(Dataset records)
= = = = = = =
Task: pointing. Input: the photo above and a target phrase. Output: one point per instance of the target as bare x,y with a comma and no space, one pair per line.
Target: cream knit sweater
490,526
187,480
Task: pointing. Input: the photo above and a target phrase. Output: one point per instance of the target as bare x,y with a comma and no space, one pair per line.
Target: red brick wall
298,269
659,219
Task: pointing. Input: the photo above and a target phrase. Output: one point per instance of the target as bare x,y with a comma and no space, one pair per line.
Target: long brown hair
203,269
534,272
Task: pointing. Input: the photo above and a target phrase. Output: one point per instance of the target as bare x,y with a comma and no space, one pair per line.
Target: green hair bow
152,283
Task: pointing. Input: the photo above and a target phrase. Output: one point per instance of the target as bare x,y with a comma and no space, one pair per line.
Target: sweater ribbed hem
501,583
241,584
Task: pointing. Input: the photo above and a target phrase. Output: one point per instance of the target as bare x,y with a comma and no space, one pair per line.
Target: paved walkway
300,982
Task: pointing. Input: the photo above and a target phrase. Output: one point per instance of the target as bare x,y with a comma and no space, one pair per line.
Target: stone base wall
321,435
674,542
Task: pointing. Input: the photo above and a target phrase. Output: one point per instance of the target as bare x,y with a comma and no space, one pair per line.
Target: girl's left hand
= = = = = = =
▶ **WHAT IS ASKED**:
List every line of the listing above that contains the word "wall", copying each line as it appears.

▶ **TASK RESULT**:
Target: red brick wall
Target: stone base wall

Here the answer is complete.